§ **TEXTE À LIRE**
━━━━━━━━━━━━━━━━━━━━

Révision constitutionnelle – Algérie – Baya Si Hassen-Benhassine : « L’article 51, ce coup de massue ! »

Révision constitutionnelle – Algérie – Baya Si Hassen-Benhassine : « L’article 51, ce coup de massue ! »

L’article 51 de la nouvelle Constitution interdit aux binationaux d’accéder à de hautes responsabilités. Mais ceux-ci, à l’image de Baya Si Hassen-Benhassine, ne s’en laissent pas conter.

Au lendemain de l’adoption de la révision de la Constitution, les opposants à l’article 51 broient du noir. « J’espérais que cette polémique allait donner un résultat », confie, désabusée, au Point Afrique Baya Si Hassen-Benhassine, dont le texte Algérienne, binationale, résidente à l’étranger… et future citoyenne de seconde zone , largement repris dans les médias, a allumé l’étincelle de la contestation. « Mais ce vote est un nouveau coup de massue », témoigne cette médecin née en Algérie et résidente aux États-Unis, qui raconte avoir pris la plume pour crier sa colère et son indignation après avoir pris connaissance de l’article 51. « Au départ, c’était une simple discussion, puis j’ai voulu aller plus loin en vérifiant si cette règle était la norme dans les autres pays », retrace-t-elle.

━━━━━━━━━━━━━━━━━━━━

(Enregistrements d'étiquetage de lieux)
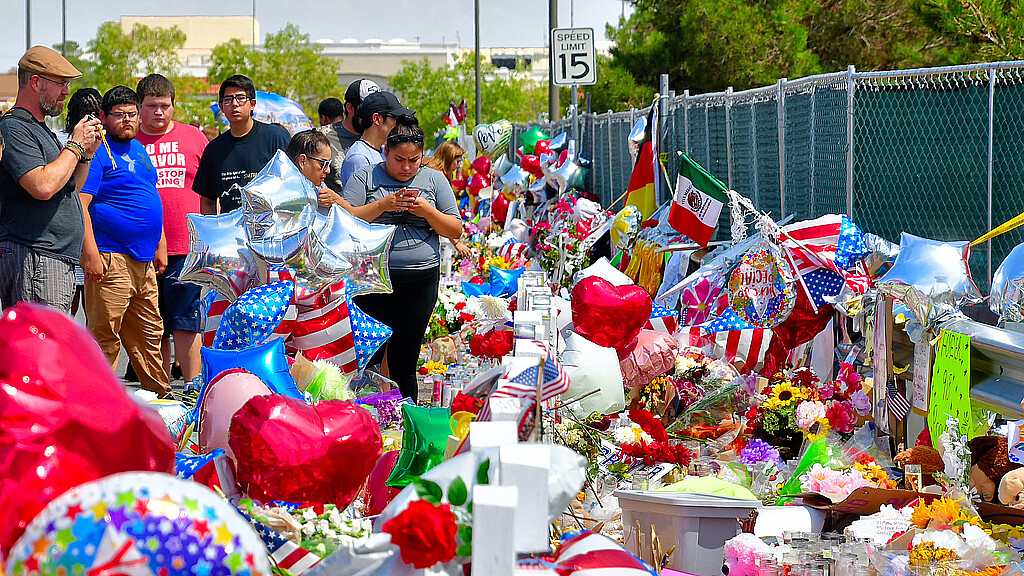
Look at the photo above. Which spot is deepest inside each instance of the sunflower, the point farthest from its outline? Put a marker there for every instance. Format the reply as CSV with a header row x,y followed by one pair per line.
x,y
782,395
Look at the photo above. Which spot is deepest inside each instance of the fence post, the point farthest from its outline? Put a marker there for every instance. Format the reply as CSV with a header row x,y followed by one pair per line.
x,y
781,145
991,115
686,120
851,86
813,97
728,136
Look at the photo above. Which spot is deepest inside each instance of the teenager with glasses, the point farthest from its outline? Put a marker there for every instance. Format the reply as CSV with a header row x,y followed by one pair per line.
x,y
424,209
238,155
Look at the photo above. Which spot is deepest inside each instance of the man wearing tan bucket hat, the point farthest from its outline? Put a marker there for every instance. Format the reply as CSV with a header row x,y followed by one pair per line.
x,y
41,224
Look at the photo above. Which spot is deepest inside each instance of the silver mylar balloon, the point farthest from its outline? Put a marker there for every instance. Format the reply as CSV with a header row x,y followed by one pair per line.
x,y
339,245
932,278
516,180
279,193
218,256
1007,294
883,254
566,176
559,142
501,165
285,238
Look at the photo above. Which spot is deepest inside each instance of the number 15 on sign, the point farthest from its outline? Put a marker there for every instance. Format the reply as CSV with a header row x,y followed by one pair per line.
x,y
573,58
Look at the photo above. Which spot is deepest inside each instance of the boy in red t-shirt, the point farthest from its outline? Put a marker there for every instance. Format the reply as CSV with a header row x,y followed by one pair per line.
x,y
175,150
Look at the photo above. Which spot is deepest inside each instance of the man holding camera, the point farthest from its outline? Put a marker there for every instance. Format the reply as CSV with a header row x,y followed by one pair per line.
x,y
41,225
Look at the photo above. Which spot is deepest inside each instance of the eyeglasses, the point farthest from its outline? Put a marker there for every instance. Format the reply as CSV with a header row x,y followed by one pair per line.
x,y
325,164
65,84
237,99
404,138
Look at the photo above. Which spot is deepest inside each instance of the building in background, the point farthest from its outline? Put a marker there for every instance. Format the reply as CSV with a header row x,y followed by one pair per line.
x,y
202,34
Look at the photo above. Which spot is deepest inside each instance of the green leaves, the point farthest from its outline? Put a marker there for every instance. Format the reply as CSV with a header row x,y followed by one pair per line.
x,y
457,492
429,491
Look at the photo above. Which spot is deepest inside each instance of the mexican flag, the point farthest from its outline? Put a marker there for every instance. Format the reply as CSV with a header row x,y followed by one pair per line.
x,y
697,202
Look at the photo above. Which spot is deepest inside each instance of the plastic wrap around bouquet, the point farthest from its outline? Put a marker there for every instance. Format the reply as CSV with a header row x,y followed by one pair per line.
x,y
274,109
282,266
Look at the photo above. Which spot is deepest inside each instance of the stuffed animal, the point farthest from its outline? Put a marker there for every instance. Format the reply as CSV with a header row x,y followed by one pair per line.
x,y
989,462
740,553
1012,489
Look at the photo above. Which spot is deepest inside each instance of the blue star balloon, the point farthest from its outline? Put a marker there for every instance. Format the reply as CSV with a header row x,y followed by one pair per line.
x,y
504,282
254,316
369,333
268,362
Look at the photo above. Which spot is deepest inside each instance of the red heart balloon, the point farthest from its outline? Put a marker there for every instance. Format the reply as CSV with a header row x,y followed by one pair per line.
x,y
499,208
531,164
607,315
65,417
289,450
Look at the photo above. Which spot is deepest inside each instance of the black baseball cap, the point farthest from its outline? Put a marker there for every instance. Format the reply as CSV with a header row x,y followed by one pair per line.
x,y
382,103
360,89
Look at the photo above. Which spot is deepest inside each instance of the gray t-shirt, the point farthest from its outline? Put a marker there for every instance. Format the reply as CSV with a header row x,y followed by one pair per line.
x,y
359,156
53,227
416,244
341,139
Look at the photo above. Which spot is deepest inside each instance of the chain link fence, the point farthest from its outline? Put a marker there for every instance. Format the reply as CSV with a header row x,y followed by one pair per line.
x,y
937,153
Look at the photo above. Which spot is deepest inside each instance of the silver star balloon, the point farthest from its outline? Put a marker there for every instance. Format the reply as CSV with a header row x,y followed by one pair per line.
x,y
218,255
278,194
932,278
1007,292
340,245
516,180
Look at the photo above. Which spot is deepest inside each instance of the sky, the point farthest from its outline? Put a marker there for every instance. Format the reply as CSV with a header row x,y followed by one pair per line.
x,y
503,23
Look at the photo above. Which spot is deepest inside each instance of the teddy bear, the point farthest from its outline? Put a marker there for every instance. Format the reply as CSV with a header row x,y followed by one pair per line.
x,y
740,554
1012,489
989,463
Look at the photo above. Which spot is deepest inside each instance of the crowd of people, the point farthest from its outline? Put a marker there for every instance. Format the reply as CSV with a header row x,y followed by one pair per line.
x,y
99,213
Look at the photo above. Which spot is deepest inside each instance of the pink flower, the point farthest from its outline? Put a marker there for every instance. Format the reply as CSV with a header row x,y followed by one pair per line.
x,y
861,404
841,416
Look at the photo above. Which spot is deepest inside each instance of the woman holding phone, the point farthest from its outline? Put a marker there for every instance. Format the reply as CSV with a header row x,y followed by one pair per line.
x,y
424,209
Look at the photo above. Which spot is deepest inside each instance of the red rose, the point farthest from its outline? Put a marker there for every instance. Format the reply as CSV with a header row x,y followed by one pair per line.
x,y
424,533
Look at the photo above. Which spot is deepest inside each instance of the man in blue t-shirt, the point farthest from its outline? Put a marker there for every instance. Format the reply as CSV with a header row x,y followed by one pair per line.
x,y
124,247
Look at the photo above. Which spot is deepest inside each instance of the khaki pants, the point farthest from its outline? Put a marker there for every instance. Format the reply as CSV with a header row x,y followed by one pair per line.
x,y
122,309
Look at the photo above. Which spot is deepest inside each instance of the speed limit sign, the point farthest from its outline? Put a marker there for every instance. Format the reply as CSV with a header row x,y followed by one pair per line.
x,y
573,60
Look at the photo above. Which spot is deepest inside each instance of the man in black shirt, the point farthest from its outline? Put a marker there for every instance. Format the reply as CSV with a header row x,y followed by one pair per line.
x,y
238,155
41,224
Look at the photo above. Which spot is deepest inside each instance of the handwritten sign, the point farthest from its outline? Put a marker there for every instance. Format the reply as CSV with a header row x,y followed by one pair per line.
x,y
950,384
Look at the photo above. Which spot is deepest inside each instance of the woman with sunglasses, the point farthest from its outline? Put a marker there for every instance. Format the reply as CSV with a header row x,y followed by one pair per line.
x,y
425,209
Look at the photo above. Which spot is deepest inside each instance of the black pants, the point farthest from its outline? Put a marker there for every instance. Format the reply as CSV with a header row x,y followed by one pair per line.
x,y
407,311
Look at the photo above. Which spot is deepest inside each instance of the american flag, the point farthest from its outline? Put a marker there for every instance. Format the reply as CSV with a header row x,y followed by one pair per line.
x,y
832,241
254,317
589,552
522,383
663,320
744,348
896,403
286,553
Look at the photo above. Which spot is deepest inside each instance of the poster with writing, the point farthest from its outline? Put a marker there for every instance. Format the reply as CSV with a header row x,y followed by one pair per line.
x,y
922,374
950,394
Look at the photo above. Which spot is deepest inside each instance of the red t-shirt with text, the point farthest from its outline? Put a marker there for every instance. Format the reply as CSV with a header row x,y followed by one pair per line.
x,y
175,156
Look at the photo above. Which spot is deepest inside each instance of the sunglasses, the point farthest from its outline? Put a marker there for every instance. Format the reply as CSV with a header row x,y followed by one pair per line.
x,y
325,164
404,138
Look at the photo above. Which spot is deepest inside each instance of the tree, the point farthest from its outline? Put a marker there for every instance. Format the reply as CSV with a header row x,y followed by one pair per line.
x,y
428,90
289,65
121,58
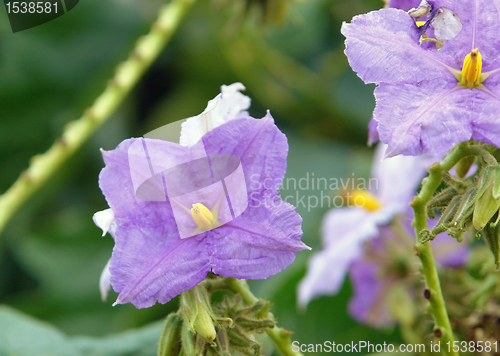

━━━━━━━━━━━━━━━━━━━━

§ **CONSIGNE**
Rédigez la suite du texte sur la contestation de l'article 51 de la Constitution algérienne, en reprenant immédiatement après sa dernière phrase. Ce matériel provient d'une autre source que le texte.

§ **RÉPONSE RÉDIGÉE**
Un détail bien trop gros

À l’aide du site Constitute Project rassemblant les Constitutions des pays du monde entier, Baya Benhassine se livre à un minutieux travail de comparaison et en arrive à la conclusion qu’« avec cet article 51, l’Algérie rejoint non seulement cette minorité de 10 % des pays de la planète excluant les binationaux des postes ministériels, mais aussi les 1 % des pays qui excluent les binationaux des hautes fonctions de l’État ». « Soudain, avec cette nouvelle grille, ce détail d’un détail dans le projet de révision de la Constitution prenait une autre dimension », commente Baya Benhassine. « C’est ainsi que j’ai décidé d’envoyer le texte aux médias et de créer la page Facebook « Citoyens algériens égaux devant la Constitution » destinée à fédérer tous ceux et celles qui, à l’étranger et en Algérie, étaient contre cette disposition ». Les réactions sont immédiates. « Il y a d’abord eu beaucoup de like, puis les commentaires sont arrivés, partagés : d’un côté, il y avait ceux qui saluaient l’initiative en écrivant : Bravo, battez-vous ! et de l’autre, ceux qui estimaient qu’on ne pouvait être qu’à l’écart en étant binationaux et à l’étranger », retrace Baya Benhassine. « On espérait que ça fasse boule de neige et que ça ait un impact sur le vote », livre celle qui ne décolère pas de « cette mise à l’écart honteuse et douloureuse ».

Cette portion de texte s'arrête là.